**GIVEN TASK 1**: In the homework sheet on templates and the standard library, recast the paragraph beginning "In the previous problem, you were asked" as a short list that keeps its main facts.
**GIVEN TASK 2**: Write out word for word the part of the homework sheet on templates and the standard library running from "In the previous" down to "than one number.".
**GIVEN TASK 3**: Extend the homework sheet on templates and the standard library beyond its final line.

# Homework 2: Templates and the standard library

Due: 4/6 12:30pm
Name & Perm #:
Homework buddy (leave blank if you worked alone):

Reading: "Templates and the STL", PS 8.3, 17, 18

## 1 (10 pts)

In the lecture, we talked about STL being a misnomer. STL was a historical predecessor of parts of the C++ standard library. Nowadays, we would refer to those parts by name. What are the four components of STL that are now part of the standard library?

## 2 (8 pts)

Suppose we have a C++ class called Student. There are many ways one can create a collection Student objects. Among these: one can use a normal C++ array or an STL vector, and one could create a collection of objects, or of pointers to objects (presumably allocated on the heap.)

1. (2 pts) Write a line of C++ code that declares an array a that can hold 10 objects of type Student.

2. (2 pts) Write a line of C++ code that declares an array b that can hold 10 pointers to objects of type Student.

3. (2 pts) Write a line of C++ code that declares a standard library vector c that can hold 10 objects of type Student.

4. (2 pts) Write a line of C++ code that declares a standard library vector d that can hold 10 pointers to objects of type Student.

## 3 (20 pts)

In the previous problem, you were asked to write four different declarations, 1, 2, 3, 4. Each of these has "pros" and "cons". There are also differences among them that we might describe as "neutral", for whether they are a pro/con depends on the context. For the "pros" and "cons" below, please indicate which of the options above (1, 2, 3, 4) the statement applies to. Note that in some cases, you may have to indicate more than one number.

Circle the numbers to which the statement applies. If you mess up, cross out all the letters and list the letters in the space to the right.

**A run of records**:
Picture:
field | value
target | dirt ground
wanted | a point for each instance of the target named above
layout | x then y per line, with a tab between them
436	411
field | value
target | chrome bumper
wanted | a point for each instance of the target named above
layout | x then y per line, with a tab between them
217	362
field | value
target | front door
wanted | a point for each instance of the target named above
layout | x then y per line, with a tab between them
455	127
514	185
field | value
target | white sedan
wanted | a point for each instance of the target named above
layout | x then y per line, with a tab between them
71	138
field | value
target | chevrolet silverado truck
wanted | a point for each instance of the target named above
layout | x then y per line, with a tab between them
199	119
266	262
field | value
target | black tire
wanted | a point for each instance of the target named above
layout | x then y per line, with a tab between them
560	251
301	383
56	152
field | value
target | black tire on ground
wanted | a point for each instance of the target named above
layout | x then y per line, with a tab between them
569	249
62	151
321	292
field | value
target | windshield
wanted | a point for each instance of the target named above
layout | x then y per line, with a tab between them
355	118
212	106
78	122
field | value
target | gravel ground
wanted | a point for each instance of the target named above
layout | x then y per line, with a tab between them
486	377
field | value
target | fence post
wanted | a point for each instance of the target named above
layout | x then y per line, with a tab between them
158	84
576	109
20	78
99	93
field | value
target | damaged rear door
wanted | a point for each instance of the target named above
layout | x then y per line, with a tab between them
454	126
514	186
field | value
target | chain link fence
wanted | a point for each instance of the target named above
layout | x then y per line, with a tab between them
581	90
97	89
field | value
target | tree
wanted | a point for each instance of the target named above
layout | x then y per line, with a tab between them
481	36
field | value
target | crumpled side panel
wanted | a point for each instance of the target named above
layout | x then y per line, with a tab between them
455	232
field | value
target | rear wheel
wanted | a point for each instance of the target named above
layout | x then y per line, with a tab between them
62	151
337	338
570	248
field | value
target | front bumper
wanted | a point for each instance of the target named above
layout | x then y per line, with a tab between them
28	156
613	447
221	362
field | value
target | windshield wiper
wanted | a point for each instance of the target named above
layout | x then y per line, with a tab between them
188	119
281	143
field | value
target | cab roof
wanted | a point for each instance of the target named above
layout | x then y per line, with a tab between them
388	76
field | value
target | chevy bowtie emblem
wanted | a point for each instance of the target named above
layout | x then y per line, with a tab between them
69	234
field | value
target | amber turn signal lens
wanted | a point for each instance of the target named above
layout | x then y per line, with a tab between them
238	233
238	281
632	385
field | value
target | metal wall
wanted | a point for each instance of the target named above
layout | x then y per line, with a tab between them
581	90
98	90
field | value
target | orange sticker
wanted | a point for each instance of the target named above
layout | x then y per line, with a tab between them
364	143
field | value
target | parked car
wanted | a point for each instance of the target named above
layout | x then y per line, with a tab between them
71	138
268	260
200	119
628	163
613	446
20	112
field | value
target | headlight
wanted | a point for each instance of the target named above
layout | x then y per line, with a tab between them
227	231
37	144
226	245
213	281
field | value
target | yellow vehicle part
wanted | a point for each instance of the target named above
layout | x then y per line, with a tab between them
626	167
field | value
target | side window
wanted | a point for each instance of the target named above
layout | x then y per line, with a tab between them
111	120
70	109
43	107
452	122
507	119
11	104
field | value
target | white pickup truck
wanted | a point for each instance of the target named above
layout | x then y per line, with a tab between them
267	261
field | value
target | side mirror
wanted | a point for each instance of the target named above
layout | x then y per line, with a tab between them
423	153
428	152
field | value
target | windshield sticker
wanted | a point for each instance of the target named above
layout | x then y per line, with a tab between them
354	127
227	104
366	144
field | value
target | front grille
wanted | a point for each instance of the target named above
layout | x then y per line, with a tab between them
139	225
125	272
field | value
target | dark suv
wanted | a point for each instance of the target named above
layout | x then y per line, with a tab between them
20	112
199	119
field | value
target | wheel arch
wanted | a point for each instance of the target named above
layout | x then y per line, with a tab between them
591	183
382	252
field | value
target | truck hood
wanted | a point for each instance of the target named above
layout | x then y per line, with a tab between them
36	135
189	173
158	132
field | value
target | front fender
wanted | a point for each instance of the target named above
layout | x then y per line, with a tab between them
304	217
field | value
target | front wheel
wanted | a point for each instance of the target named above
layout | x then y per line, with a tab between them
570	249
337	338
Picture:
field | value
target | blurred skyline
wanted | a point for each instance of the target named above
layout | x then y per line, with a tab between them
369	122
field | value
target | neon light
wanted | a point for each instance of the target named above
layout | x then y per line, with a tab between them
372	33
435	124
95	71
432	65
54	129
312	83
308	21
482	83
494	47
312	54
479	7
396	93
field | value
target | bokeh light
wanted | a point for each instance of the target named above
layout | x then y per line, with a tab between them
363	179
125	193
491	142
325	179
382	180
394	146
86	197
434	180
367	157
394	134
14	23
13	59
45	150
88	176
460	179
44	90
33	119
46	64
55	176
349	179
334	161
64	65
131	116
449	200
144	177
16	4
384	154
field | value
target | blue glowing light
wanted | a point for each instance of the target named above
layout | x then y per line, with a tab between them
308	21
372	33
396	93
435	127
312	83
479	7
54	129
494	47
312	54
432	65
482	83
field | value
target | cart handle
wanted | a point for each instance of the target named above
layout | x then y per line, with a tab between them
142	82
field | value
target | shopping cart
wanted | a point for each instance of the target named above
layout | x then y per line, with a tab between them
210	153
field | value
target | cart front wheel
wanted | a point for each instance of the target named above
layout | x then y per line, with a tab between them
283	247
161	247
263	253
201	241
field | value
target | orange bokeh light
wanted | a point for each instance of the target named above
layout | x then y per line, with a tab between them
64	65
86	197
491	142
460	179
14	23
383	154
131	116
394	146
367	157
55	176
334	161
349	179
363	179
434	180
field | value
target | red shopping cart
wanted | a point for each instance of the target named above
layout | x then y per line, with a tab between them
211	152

**OUTPUT 1**:
- The previous problem asked for four declarations, numbered 1, 2, 3, 4.
- Each has pros and cons. Some differences are neutral, because whether they count as a pro or a con depends on the context.
- For each pro and con listed, indicate which of the options (1, 2, 3, 4) the statement applies to.
- Some statements may require more than one number.

**OUTPUT 2**:
In the previous problem, you were asked to write four different declarations, 1, 2, 3, 4. Each of these has "pros" and "cons". There are also differences among them that we might describe as "neutral", for whether they are a pro/con depends on the context. For the "pros" and "cons" below, please indicate which of the options above (1, 2, 3, 4) the statement applies to. Note that in some cases, you may have to indicate more than one number.

**OUTPUT 3**:
Hero or zero? Choices
Con: Additional #include directives are required to use this approach. $$1 \quad 2 \quad 3 \quad 4$$
Pro: The item declared can be expanded beyond 10 items if needed. $$1 \quad 2 \quad 3 \quad 4$$
Pro: You can declare this item without actually creating any Student objects. $$1 \quad 2 \quad 3 \quad 4$$
Con: The class MUST have a default constructor, or this declaration is not permitted. $$1 \quad 2 \quad 3 \quad 4$$
Pro: All space for the item and the Students it contains are co-located in memory–on the stack if the item is declared as a local. $$1 \quad 2 \quad 3 \quad 4$$

## 4 (3 pts)

In your own words, what is the "problem" for which "templates for functions" is a solution? I'm looking for a brief description–a single sentence, or at most 2-3 sentences that get to the central point, a description of the problem, not a detailed description of everything you know about templates, and certainly not a sentence copied, word-for-word, from either textbook.

## 5 (3 pts)

The C++ syntax for function templates includes template <class Item>. The name Item in the example above is preceeded by the keyword class. One might infer from that that Item should be the name of some class, e.g. class Student, or class Roster, etc. But that is not a correct assumption. Explain why briefly.

## 6 (6 pts)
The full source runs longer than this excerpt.